Excerpted records:
■ ■ ■ ■ ■

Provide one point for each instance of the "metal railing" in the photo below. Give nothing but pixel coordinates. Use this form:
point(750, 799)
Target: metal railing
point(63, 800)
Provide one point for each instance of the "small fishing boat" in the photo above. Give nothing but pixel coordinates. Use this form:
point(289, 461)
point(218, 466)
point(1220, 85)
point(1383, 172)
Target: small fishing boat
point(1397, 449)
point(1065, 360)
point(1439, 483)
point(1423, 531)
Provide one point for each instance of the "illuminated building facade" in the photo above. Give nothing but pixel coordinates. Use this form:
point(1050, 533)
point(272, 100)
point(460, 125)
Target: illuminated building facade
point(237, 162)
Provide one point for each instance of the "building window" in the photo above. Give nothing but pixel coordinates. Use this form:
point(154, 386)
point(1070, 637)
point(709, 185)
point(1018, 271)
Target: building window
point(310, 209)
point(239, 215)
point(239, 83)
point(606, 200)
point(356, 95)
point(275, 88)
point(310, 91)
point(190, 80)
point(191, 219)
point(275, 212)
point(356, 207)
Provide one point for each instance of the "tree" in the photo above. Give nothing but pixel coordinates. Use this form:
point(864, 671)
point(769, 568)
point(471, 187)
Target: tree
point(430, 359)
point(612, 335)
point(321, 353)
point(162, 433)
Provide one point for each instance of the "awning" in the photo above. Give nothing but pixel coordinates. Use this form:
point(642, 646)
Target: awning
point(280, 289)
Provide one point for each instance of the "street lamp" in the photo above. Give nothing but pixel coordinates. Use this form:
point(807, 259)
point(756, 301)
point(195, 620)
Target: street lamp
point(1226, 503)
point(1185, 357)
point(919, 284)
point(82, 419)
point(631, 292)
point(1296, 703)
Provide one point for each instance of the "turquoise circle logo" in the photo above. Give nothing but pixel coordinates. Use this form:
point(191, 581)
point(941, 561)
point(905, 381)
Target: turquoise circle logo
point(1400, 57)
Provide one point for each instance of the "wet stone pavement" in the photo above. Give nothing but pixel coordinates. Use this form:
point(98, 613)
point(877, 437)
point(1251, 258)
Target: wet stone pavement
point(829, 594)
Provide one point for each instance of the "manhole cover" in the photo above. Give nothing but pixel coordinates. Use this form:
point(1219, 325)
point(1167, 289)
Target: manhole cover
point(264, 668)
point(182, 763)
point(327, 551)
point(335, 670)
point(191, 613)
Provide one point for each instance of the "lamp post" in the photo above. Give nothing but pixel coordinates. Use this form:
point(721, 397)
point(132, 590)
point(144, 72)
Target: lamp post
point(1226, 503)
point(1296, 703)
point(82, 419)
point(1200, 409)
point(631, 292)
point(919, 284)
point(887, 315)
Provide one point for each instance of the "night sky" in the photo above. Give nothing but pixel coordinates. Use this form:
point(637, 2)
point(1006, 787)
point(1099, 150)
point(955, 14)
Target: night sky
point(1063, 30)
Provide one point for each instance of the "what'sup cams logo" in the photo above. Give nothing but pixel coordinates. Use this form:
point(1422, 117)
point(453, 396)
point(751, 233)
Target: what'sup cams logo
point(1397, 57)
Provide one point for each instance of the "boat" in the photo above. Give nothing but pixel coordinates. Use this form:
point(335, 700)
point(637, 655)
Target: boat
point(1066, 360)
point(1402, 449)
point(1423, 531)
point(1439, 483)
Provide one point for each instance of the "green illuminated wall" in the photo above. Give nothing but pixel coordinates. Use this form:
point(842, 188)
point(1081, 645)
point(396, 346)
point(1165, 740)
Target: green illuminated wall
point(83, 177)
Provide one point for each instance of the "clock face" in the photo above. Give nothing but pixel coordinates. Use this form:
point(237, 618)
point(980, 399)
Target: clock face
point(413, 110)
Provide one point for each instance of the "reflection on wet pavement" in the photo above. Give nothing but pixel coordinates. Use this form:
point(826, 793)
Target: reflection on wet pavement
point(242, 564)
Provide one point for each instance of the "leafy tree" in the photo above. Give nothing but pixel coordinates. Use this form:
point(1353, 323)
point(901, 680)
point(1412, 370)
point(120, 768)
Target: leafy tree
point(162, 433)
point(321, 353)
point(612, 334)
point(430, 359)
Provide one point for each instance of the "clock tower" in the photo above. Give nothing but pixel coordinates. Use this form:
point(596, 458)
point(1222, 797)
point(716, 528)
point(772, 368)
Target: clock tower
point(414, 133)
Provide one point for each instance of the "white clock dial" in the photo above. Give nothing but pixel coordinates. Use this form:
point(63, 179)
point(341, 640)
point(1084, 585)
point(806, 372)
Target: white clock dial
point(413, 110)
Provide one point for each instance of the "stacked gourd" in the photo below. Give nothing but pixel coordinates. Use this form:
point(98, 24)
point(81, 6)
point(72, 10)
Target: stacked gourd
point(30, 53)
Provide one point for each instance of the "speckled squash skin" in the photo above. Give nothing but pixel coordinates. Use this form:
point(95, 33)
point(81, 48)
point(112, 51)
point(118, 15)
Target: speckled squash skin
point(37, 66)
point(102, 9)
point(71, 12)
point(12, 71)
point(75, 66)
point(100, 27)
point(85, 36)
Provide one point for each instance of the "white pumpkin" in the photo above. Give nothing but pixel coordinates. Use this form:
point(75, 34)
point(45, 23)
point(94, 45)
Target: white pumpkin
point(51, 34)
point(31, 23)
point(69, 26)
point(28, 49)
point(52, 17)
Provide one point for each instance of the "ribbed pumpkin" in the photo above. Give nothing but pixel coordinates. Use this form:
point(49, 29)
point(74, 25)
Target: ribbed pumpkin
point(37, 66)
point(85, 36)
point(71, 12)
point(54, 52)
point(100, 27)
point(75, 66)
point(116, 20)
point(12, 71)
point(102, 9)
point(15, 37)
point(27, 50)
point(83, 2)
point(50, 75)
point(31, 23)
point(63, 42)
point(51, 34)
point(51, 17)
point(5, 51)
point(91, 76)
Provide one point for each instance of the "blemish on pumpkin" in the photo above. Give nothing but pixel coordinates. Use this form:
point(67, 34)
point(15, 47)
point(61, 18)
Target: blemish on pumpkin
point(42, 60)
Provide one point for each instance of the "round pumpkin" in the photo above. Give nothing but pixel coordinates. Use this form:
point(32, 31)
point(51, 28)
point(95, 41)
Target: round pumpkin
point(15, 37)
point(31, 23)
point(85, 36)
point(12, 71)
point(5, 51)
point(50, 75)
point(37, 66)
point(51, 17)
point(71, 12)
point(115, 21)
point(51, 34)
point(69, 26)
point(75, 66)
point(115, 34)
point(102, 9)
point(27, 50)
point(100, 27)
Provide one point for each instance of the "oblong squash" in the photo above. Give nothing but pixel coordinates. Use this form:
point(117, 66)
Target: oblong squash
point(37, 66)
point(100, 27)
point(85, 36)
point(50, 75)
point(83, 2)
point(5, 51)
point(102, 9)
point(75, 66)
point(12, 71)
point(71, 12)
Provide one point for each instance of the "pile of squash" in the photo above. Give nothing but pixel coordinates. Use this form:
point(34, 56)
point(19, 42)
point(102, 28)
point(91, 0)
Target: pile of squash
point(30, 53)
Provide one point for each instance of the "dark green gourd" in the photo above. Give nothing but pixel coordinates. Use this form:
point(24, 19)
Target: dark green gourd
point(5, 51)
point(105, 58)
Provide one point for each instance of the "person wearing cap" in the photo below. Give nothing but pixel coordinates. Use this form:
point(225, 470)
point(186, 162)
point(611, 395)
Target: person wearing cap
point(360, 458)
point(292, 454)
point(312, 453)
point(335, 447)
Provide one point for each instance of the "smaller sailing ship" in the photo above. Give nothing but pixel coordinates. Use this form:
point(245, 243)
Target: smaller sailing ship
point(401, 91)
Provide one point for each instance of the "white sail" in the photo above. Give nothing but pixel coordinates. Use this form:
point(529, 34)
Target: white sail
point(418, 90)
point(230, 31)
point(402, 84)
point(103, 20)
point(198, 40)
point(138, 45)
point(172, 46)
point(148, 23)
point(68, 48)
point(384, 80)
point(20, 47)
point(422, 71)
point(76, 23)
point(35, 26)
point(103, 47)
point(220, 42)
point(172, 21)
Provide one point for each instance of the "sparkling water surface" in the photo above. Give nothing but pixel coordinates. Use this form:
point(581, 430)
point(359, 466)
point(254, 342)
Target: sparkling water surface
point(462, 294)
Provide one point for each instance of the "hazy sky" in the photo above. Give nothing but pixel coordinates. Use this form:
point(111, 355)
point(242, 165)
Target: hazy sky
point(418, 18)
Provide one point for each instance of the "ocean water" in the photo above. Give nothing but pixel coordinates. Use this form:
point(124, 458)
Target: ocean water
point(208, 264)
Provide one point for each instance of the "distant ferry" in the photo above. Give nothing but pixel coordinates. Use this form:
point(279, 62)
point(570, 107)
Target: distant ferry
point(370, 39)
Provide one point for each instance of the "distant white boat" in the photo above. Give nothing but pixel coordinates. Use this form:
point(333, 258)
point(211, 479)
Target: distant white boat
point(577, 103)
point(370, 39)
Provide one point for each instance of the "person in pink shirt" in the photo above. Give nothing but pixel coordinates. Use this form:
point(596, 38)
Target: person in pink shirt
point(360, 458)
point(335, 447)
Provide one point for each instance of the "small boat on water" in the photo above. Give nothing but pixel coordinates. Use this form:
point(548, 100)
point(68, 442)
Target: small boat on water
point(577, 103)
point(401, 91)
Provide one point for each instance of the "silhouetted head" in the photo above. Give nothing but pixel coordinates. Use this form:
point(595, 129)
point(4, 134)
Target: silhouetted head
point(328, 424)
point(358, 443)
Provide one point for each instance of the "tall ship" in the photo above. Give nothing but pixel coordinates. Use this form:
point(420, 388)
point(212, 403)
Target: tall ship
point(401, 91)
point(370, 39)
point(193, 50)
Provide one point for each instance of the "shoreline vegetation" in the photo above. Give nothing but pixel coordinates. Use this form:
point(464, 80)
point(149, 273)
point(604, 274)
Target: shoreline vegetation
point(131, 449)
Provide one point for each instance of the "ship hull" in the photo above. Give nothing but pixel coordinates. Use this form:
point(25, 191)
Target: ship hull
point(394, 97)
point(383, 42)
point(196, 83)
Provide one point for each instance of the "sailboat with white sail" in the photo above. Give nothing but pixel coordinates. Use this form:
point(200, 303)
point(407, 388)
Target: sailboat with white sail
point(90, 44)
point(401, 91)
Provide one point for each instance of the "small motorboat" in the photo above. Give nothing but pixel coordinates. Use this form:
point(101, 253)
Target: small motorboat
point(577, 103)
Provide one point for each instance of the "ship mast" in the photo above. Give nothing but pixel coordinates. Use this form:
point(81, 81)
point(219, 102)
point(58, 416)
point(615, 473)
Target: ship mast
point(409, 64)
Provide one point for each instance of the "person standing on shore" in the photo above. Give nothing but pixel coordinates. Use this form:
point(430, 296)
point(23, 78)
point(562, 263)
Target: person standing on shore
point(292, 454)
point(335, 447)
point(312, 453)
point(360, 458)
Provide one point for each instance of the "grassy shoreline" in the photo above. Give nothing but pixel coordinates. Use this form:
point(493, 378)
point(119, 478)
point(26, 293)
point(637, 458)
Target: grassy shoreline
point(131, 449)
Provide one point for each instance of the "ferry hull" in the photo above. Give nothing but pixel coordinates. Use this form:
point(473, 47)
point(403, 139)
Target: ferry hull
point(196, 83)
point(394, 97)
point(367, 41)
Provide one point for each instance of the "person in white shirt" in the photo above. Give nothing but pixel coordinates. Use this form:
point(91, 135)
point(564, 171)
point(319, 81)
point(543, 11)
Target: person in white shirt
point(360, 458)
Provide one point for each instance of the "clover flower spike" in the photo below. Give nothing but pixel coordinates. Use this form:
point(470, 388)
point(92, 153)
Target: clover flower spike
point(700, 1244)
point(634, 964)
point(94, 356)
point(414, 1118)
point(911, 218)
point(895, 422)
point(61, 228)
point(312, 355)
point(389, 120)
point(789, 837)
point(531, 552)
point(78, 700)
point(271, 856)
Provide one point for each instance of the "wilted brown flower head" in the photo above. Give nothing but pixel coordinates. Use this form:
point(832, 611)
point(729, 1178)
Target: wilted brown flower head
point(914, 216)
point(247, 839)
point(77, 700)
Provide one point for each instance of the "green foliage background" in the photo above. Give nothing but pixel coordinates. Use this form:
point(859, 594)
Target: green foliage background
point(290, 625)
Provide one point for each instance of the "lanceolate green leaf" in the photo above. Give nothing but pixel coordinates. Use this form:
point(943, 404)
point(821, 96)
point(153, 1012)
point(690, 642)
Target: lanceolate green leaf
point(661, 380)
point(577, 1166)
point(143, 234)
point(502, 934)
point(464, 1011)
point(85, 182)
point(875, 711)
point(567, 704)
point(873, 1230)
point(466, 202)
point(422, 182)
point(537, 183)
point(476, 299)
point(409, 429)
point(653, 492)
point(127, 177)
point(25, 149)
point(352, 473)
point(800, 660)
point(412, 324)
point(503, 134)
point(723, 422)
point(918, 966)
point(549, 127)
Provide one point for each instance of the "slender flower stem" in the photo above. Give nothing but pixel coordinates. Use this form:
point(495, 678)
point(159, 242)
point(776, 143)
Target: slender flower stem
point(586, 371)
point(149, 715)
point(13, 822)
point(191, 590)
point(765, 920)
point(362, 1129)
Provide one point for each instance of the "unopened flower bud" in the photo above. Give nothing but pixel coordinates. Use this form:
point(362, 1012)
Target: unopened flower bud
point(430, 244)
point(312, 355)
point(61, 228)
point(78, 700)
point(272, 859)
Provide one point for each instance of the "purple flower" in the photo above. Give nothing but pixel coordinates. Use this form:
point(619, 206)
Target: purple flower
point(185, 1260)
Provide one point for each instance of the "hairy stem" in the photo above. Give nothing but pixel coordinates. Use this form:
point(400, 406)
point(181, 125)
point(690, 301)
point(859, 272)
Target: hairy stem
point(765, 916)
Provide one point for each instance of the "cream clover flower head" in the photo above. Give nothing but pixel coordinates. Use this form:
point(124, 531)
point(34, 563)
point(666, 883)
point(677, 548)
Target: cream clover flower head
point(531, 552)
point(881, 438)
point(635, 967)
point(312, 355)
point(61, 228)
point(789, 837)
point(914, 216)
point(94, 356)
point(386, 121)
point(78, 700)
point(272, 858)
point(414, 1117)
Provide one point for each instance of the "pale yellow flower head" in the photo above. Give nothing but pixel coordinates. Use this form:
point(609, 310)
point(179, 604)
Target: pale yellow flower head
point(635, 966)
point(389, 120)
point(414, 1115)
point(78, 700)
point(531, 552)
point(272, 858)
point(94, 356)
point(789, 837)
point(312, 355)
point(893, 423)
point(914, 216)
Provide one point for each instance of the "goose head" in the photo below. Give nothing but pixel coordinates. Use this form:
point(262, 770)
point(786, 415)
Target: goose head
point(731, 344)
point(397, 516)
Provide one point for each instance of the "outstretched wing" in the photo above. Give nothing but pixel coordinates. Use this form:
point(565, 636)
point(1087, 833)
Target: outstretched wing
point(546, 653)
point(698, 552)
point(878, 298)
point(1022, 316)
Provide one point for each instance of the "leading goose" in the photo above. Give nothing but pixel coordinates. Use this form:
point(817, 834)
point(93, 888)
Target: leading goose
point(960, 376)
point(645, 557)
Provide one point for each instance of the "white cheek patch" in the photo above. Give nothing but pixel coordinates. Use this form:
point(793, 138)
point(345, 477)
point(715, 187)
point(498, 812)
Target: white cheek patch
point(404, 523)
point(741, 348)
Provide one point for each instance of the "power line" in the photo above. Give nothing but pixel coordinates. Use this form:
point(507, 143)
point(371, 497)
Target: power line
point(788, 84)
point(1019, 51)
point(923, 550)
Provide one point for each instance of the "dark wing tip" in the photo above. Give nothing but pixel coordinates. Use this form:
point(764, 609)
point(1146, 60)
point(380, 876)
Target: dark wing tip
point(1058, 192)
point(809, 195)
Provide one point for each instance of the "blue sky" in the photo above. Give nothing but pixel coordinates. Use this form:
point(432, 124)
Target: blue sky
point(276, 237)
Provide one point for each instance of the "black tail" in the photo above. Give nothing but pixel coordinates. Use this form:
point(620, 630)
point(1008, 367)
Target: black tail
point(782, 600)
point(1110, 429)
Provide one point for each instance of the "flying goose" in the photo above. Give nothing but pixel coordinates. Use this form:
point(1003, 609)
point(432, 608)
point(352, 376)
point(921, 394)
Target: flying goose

■ ■ ■ ■ ■

Exercise instructions: Render the material above, from its first line through the line containing "point(237, 162)", as a JSON list of strings with one string per line and blank lines left out.

Response to the task:
[
  "Provide one point for each instance of the \"metal railing\" in the photo below. Give nothing but pixel coordinates. Use this form:",
  "point(750, 799)",
  "Target: metal railing",
  "point(63, 800)",
  "Provide one point for each instance of the \"small fishing boat\" in the photo above. Give nothing but pixel coordinates. Use this form:",
  "point(289, 461)",
  "point(218, 466)",
  "point(1220, 85)",
  "point(1383, 172)",
  "Target: small fishing boat",
  "point(1397, 449)",
  "point(1065, 360)",
  "point(1439, 483)",
  "point(1423, 531)",
  "Provide one point for each instance of the \"illuminated building facade\" in the photo above. Give nothing but pixel coordinates. Use this form:",
  "point(1050, 533)",
  "point(272, 100)",
  "point(460, 125)",
  "Target: illuminated building facade",
  "point(237, 162)"
]